説明

ビーズ造形物作成台

【課題】 ビーズ造形物を製作するときに全てのビーズをムラなく均一に水に浸すことができ、容易にビーズ造形物を製作できるビーズ造形物作成台を提供する。
【解決手段】 本発明のビーズ造形物作成台は、内側に液溜部26を備えた基台部材2と、基台部材2の液溜部26に導通する液体流出口36を備えた液体タンク3と、液体タンク3に回動可能に配置される充填用タンク4と、ビーズ載置板5と、基台部材2に回動可能に装着されるビーズ載置板保持具6と、を備え、充填用タンク4に液体を充填した状態でビーズ載置板5上にビーズを並べ、並べ終わった後に充填用タンク4を回動させて液体タンク3内に液体を充填することで、液体タンク3内から液体が基台部材2の液溜部26に流れてビーズ載置板5上のビーズが液体に浸り、その後、ビーズ載置板保持具6を自立させることでビーズを乾燥させることができる。

【発明の詳細な説明】
【技術分野】
【0001】
本発明は、相互に接触するビーズを液体により溶解接着させてビーズ造形物を作成するビーズ玩具において使用するビーズ造形物作成台に関する。
【背景技術】
【0002】
相互に接触するビーズを液体により溶解接着させてビーズ造形物を作成するビーズ玩具がある。このビーズ玩具は、複数のビーズを花の形状や動物の形状など隣り合うビーズが接触した状態で所定の形状に並べ、この状態で各ビーズに液体を吹き付けることによりビーズを一旦湿らせてその後乾燥させることにより、ビーズによる所定の形状の造形物を作成することができる。
【0003】
そして、このようなビーズ玩具を用いた造形物を容易に作成することができるように、本願出願人は、特開2009−5780号公報(特許文献1)の中でビーズ絵模様製作台の提案を行っている。この提案では、ビーズ保持トレイ上にビーズを所定の形状となるように並べ、霧吹きや刷毛でビーズに液体を塗布し、ビーズ保持トレイにビーズが並べられた状態のままトレイ立掛部にビーズ保持トレイを立て掛けてビーズを乾かし、ビーズが乾いた後にビーズをビーズ保持トレイから取り外すことによりビーズ造形物を容易に作成することができる。
【先行技術文献】
【特許文献】
【0004】
【特許文献1】特開2009−5780号公報
【発明の概要】
【発明が解決しようとする課題】
【0005】
上記特許文献1のビーズ絵模様製作台によれば、隣り合うビーズが接触するように複数の窪みをビーズ保持トレイ上に設け、このビーズ保持トレイ上でビーズを所定の形状に並べることによりせっかく配置したビーズが転がって所定の位置からずれてしまうことを防止でき、また、ビーズ保持トレイ上でビーズを液体で湿らせるように濡らすことも容易にできる。また、トレイ立掛部を設けることにより、ビーズがビーズ保持トレイ上に並べられた状態のままでビーズ保持トレイを立て掛けることができるため、濡れたビーズを乾燥させることも容易となる。

• 演習課題:
[1] 本文にある次の一文を英語に訳しなさい。「本発明は、相互に接触するビーズを液体により溶解接着させてビーズ造形物を作成するビーズ玩具において使用するビーズ造形物作成台に関する。」
[2] ビーズ造形物作成台を扱った本文を、最後の文に続けて書き継ぎなさい。
この演習では、データを参照する必要はありません。

• 保存データ:
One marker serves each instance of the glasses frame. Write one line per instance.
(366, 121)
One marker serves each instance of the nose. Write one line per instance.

• 課題別解答:
[1] The present invention relates to a bead craft making stand for use with a bead toy in which beads in contact with one another are bonded together by being dissolved with a liquid to create a bead craft.

[2]
【0006】
しかしながら、上記特許文献1のビーズ絵模様製作台やその他のビーズ造形物を製作するための補助具では、ビーズを液体で濡らすときに霧吹きや刷毛を用いる構成であるため、ビーズ造形物を構成する全てのビーズをムラなく液体で湿らせることが困難であった。
【0007】
本発明は、上述したような問題点に鑑みてなされたものであり、ビーズ造形物を製作するときに全てのビーズをムラなく均一に液体で濡らすことができ、容易にビーズ造形物を製作できるビーズ造形物作成台を提供することを目的としている。
【課題を解決するための手段】
【0008】
本発明は、相互に接触するビーズを液体により溶解接着させてビーズ造形物を作成するビーズ玩具において使用するビーズ造形物作成台であって、内側に液溜部を備えた基台部材と、前記基台部材に装着され、前記基台部材の液溜部に導通する液体流出口を備えた液体タンクと、ビーズが載置されるビーズ載置板と、を備え、前記基台部材の液溜部内に前記ビーズ載置板が配置され、前記液体タンクに液体が充填されることにより、前記液体タンクから前記基台部材の液溜部に液体が流出し、前記ビーズ載置板上のビーズが液体に浸ることを特徴とする。
【0009】
また、本発明のビーズ造形物作成台は、前記液体タンクに回動可能に配置される充填用タンクを備え、前記充填用タンク内に液体が充填された状態で前記充填用タンクを回動させることにより前記充填用タンクから前記液体タンク内に液体が充填されることを特徴とする。
【0010】
さらに、本発明のビーズ造形物作成台は、前記ビーズ載置板を保持するものであって、前記基台部材に回動可能に装着されるビーズ載置板保持具を備え、前記ビーズ載置板保持具は、前記ビーズ載置板を前記基台部材の液溜部内に収まった状態と、回動して前記基台部材から立ち上がった状態と、に保持可能とされたことを特徴とする。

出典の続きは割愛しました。